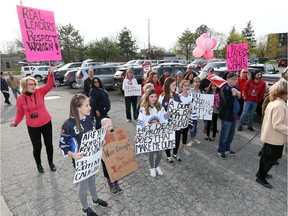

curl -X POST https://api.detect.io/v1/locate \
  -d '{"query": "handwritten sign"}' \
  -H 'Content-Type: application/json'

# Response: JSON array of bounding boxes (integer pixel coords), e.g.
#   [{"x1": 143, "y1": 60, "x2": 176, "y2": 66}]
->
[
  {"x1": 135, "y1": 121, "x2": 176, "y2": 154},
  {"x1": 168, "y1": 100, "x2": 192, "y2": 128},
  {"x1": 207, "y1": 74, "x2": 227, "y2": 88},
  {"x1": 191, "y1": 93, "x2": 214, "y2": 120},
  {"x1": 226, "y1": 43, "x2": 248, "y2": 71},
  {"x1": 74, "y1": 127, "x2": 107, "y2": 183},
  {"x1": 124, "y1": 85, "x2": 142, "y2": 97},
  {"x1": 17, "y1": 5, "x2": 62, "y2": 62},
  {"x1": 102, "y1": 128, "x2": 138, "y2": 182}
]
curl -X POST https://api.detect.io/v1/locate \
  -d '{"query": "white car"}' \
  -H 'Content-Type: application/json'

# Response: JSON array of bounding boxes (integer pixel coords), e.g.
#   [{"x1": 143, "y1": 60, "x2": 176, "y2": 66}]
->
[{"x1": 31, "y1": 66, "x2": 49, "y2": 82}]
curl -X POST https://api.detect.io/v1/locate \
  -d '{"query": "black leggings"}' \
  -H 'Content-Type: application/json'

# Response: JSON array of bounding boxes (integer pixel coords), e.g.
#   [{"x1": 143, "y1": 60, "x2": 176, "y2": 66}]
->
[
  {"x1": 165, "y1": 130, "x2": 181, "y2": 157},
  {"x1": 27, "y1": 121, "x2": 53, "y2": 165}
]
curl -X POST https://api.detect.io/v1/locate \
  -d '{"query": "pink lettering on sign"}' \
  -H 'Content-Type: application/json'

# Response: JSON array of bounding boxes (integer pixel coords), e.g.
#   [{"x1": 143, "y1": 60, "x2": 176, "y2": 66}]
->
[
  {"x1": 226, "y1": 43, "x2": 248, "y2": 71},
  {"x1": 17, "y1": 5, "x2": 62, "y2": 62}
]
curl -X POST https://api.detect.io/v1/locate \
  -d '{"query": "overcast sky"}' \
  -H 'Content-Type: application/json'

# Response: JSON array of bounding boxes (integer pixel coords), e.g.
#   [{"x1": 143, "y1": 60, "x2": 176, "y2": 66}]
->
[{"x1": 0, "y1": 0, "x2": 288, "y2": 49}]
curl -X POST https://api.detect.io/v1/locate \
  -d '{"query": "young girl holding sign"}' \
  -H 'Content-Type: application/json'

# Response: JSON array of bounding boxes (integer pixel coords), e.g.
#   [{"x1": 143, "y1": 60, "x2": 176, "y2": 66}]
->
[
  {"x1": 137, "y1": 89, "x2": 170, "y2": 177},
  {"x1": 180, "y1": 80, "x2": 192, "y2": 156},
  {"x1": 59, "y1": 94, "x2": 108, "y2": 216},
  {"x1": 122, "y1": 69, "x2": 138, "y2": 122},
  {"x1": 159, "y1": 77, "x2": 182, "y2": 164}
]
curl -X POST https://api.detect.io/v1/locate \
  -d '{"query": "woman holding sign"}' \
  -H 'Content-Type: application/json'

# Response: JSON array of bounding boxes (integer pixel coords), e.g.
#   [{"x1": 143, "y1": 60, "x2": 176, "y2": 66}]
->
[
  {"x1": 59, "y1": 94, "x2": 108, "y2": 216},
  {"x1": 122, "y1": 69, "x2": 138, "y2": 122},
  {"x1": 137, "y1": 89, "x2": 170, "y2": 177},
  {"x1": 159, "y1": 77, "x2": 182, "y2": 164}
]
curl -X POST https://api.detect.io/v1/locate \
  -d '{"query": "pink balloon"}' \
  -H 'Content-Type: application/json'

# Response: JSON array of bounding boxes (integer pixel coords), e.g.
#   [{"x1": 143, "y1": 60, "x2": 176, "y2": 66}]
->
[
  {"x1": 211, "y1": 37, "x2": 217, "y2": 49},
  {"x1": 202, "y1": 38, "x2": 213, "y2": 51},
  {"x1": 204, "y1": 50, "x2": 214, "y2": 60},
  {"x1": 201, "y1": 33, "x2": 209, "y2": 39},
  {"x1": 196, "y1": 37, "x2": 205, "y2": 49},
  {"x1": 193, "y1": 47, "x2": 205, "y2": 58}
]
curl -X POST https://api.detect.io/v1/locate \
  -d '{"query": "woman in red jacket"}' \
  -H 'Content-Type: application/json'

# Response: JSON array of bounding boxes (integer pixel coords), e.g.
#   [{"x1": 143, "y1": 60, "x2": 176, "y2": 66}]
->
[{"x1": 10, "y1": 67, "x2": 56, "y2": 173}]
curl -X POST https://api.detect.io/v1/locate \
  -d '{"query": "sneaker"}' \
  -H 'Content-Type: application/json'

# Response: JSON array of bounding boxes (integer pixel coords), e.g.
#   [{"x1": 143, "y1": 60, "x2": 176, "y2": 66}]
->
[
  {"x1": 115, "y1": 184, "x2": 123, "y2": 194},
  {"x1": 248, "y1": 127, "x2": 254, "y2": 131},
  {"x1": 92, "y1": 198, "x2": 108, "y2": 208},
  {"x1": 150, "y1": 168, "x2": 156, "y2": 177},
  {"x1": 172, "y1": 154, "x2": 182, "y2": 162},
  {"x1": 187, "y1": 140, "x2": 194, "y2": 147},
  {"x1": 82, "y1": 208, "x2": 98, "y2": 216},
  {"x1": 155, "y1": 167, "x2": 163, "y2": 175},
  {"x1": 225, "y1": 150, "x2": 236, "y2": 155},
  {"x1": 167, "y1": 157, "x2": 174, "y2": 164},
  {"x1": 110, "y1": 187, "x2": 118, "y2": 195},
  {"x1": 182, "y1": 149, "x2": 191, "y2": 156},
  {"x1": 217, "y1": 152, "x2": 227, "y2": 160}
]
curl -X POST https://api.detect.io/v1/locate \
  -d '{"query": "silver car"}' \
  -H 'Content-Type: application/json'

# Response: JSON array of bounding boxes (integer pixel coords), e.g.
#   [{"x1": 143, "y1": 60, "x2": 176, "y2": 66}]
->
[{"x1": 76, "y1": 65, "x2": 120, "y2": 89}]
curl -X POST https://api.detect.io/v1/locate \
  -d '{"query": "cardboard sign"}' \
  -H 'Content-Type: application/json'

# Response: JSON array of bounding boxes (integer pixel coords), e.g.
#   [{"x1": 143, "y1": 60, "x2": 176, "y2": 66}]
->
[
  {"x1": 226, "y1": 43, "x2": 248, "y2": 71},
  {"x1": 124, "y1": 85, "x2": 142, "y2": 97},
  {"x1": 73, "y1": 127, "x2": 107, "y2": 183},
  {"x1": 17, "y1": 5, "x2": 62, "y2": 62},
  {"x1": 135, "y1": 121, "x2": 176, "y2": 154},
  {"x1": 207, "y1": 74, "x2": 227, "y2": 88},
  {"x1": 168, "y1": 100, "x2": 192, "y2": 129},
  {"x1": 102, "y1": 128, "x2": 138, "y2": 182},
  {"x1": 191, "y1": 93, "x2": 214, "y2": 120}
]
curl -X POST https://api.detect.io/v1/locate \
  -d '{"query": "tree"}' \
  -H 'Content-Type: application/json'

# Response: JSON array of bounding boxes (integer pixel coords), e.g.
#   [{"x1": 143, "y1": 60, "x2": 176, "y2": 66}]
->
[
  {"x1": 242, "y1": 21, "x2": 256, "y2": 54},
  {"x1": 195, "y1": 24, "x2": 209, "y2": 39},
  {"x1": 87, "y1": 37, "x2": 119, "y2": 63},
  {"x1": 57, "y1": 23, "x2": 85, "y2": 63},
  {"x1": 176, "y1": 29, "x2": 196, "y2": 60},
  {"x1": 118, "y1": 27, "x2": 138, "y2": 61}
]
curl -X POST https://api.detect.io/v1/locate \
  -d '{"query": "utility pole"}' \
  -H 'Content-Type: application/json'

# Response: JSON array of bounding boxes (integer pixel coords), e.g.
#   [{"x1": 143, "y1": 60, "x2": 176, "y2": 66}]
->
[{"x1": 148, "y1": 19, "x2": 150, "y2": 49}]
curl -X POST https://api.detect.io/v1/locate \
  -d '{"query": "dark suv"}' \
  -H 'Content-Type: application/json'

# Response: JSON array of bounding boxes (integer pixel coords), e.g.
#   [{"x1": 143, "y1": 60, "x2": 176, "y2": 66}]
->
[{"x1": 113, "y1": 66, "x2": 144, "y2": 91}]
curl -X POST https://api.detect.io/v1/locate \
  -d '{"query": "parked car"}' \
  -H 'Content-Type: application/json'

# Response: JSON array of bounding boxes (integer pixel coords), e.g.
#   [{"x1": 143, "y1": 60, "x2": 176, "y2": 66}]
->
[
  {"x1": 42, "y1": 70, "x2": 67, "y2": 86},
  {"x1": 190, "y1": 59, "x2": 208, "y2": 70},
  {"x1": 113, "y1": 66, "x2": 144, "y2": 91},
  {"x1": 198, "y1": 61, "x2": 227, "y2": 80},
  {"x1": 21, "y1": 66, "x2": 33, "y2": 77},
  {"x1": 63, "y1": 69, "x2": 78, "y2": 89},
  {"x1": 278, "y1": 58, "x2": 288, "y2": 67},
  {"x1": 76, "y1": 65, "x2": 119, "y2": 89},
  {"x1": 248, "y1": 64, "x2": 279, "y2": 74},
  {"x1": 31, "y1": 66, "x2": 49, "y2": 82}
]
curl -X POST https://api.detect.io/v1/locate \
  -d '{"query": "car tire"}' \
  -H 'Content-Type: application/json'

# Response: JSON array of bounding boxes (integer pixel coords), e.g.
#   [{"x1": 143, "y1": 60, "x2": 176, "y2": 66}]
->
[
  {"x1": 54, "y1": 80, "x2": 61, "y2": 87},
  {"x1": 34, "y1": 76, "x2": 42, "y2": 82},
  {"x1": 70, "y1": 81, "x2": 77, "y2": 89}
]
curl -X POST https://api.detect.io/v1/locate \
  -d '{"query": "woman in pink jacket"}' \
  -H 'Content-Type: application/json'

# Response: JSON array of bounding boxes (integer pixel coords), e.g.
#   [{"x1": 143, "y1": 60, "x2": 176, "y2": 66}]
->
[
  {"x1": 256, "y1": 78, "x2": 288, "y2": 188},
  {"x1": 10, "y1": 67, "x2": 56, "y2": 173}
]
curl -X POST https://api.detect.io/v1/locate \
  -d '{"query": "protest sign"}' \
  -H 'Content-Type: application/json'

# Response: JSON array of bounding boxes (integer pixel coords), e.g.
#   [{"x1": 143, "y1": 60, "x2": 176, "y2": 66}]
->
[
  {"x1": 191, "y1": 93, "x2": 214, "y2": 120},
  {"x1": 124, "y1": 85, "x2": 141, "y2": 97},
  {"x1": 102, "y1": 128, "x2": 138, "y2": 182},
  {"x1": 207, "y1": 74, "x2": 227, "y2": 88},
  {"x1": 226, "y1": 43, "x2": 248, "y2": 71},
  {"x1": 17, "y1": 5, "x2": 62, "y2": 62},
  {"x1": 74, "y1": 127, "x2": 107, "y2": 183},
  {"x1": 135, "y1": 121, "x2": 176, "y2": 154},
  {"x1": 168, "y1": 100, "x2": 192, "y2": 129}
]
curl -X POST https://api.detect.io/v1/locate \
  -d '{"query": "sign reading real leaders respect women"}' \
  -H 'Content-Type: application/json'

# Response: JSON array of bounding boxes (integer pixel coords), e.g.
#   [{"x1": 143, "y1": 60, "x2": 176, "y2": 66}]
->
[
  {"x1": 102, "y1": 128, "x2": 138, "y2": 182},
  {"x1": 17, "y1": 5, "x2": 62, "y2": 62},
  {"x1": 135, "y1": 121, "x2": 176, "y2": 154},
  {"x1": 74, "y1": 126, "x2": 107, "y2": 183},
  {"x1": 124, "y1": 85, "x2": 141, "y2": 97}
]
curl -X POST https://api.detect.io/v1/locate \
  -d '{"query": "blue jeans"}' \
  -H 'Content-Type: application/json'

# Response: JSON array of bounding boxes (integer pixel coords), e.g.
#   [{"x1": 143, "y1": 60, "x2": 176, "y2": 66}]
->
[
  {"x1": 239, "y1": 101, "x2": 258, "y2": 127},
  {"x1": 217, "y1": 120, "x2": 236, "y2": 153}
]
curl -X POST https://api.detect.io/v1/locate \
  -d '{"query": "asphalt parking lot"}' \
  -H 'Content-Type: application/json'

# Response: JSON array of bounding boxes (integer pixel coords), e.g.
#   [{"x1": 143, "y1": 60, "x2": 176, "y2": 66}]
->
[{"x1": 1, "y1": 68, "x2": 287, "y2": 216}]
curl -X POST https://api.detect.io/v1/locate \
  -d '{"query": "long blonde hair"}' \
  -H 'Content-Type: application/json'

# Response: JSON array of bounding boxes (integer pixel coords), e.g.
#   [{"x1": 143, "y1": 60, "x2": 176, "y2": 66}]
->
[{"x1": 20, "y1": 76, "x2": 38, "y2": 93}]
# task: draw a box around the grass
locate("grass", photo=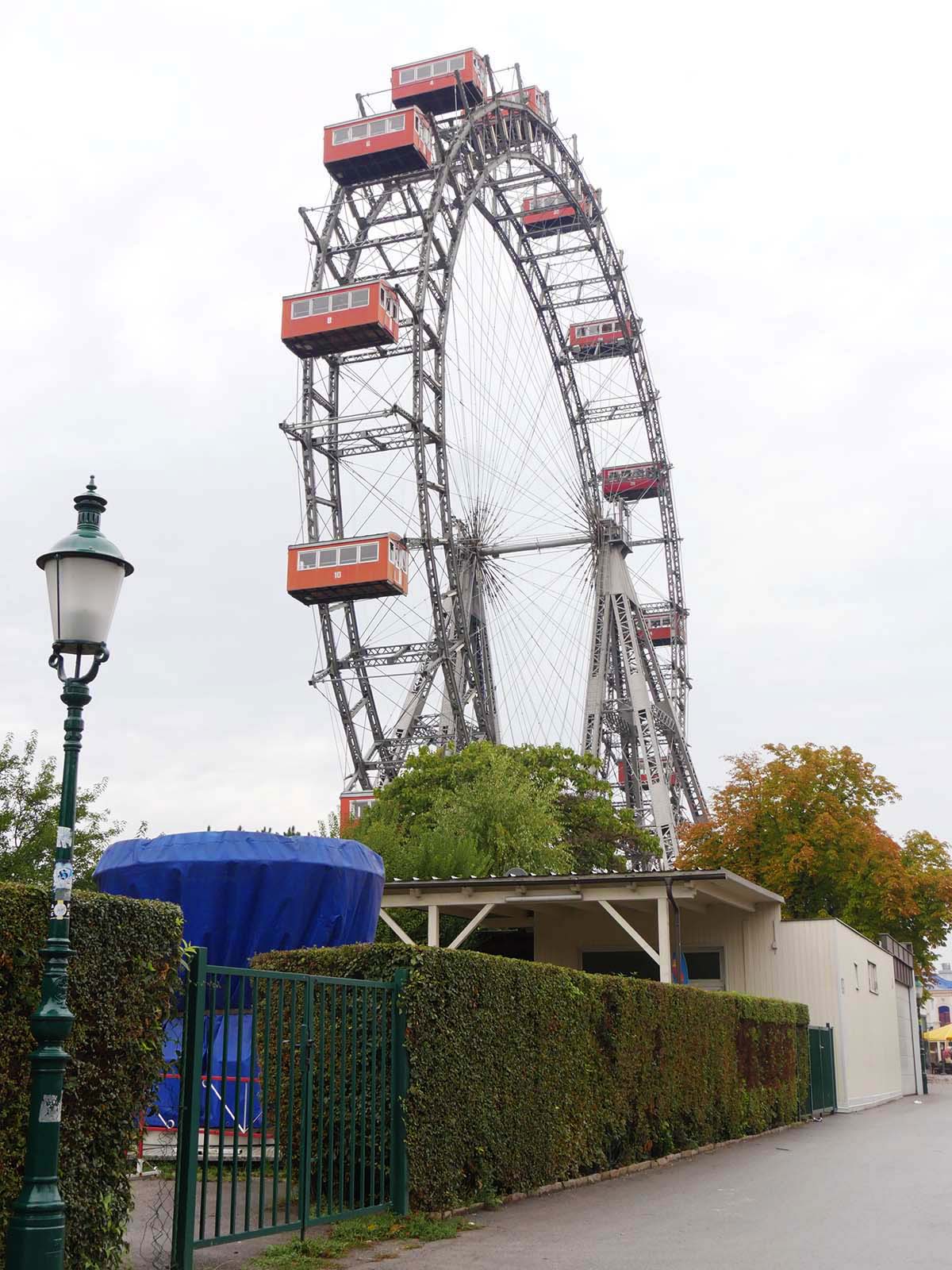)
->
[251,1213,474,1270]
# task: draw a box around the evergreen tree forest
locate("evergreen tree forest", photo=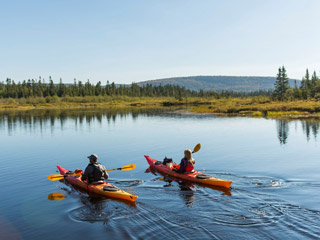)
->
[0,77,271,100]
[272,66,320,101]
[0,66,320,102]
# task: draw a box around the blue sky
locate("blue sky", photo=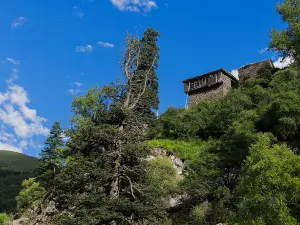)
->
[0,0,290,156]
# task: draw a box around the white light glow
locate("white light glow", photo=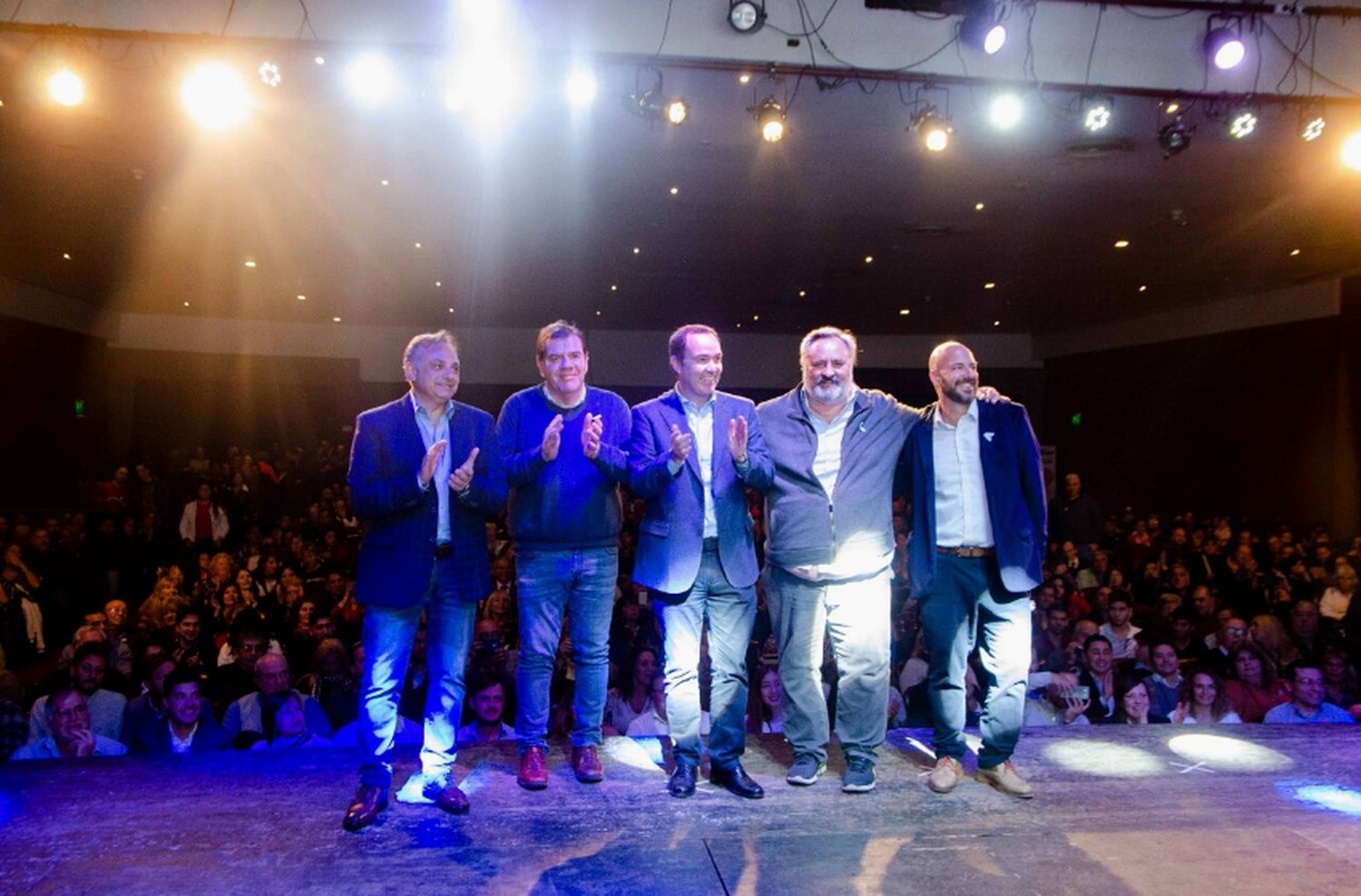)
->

## EXERCISE DETAILS:
Show every line in the listing above that contains the string "task". Case counts.

## EXERCISE RESULT:
# task: draw a box around the grass
# task: draw a box around the evergreen tree forest
# task: draw a box around the blue sky
# task: draw a box around the white light glow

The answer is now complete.